#### Reading passage:

Why not be a swinger is what I ask people? This post will clearly be a mixture of academic knowledge as well as opinion. Read it then pose questions/comments. Either do it online, or personally through facebook or my email psychologyandphilosophyblog@gmail.com . Trust me if emailed or through facebook, it will be kept completely confidential. I would rather have people comment or criticize me and I respond than people thinking their identity will be exposed.
The world of sex has always fascinated me in psychology. I understand this topic is off-putting to many, however I think sex absolutely needs to be discussed openly and honestly in our culture. As I indicated in the post with the senator especially with teens. In the world of sex educators and sex positive community everything is on the table from normal sexual functioning to impairment, kinks, abuse and especially consent. However, at a societal level it is a topic avoided by most, or makes many uneasy in their seat when it is brought up.
Having listened to podcasts, taught human sexuality, read articles on sexuality there is not total consensus. I have not found total agreement on what swinging is versus open relationships and polyamory. Do not be surprised if the definition that I will be using here is idiosyncratic compared to others. Swinging, as I have read, can be defined as engaging in sexual activity with other people while emotionally committed and dedicated to your partner.

#### Aim 1:
How does the blog post on swinging define swinging?
#### Aim 2:
Quote the blog post on swinging word for word, starting at "The world of sex has" and ending at "is brought up.".
#### Aim 3:
Which topics does the blog post on swinging say are on the table in the world of sex educators and the sex positive community?

(Location identification items)
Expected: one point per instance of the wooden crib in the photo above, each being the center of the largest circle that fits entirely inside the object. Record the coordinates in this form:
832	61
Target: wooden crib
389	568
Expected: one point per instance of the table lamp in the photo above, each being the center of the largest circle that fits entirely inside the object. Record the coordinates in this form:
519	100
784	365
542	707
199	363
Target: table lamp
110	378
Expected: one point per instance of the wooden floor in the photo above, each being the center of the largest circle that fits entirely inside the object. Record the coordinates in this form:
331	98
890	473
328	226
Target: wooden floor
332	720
--
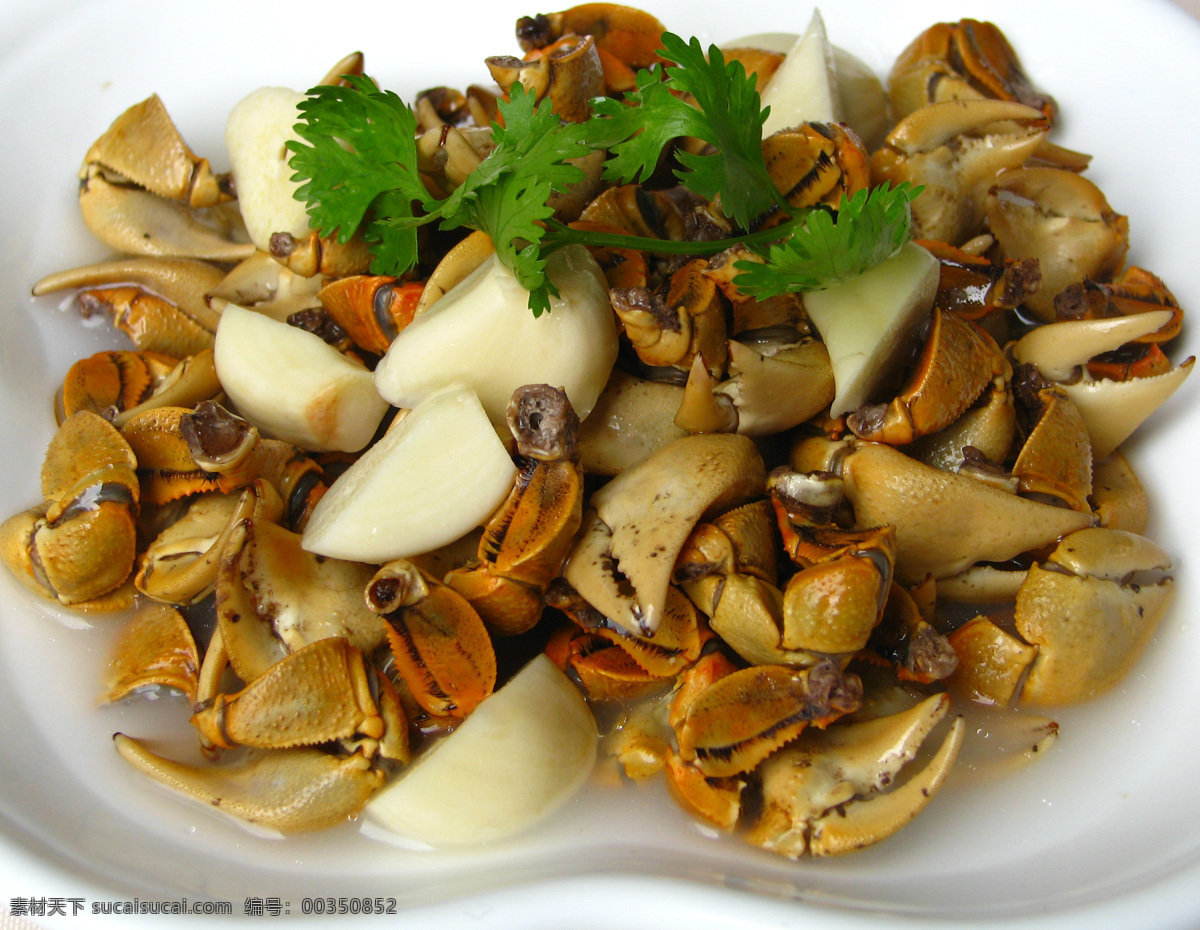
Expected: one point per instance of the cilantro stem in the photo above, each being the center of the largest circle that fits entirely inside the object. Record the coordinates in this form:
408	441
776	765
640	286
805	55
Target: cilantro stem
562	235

#### Task solution 1:
Swinging is engaging in sexual activity with other people while emotionally committed and dedicated to your partner.

#### Task solution 2:
The world of sex has always fascinated me in psychology. I understand this topic is off-putting to many, however I think sex absolutely needs to be discussed openly and honestly in our culture. As I indicated in the post with the senator especially with teens. In the world of sex educators and sex positive community everything is on the table from normal sexual functioning to impairment, kinks, abuse and especially consent. However, at a societal level it is a topic avoided by most, or makes many uneasy in their seat when it is brought up.

#### Task solution 3:
Normal sexual functioning, impairment, kinks, abuse, and consent.